REQUIREMENT: Tally the lines of the data below that contain the string "hills", treating uppercase and lowercase as distinct, and report only the count.

┌────────

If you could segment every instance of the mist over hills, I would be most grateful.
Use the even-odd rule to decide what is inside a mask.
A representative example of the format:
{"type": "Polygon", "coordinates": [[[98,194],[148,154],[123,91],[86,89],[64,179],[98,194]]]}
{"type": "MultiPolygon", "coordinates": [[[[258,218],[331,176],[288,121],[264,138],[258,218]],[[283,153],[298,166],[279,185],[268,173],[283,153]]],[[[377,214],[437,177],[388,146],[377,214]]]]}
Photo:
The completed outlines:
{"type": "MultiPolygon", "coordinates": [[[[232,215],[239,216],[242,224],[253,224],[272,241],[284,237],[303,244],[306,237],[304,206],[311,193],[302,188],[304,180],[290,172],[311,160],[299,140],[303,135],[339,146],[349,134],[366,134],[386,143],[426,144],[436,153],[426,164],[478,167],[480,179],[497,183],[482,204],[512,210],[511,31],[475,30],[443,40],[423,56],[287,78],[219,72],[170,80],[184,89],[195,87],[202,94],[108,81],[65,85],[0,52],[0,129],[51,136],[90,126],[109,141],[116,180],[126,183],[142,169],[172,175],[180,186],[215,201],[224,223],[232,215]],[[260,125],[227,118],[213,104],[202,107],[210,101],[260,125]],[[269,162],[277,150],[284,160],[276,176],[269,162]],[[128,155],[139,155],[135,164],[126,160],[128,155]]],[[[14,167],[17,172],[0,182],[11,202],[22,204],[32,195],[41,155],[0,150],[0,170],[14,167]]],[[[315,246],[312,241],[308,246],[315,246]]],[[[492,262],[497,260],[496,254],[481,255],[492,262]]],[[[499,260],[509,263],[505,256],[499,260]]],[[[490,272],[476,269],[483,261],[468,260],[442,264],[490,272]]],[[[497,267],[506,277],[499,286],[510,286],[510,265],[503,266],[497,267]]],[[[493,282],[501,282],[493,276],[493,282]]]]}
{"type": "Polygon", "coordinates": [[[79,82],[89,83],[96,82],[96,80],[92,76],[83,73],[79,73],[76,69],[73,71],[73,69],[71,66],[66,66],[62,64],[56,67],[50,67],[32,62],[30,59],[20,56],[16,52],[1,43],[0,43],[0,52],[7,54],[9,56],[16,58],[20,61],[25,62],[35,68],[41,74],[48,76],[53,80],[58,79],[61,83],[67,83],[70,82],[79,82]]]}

└────────

SOLUTION BELOW: 1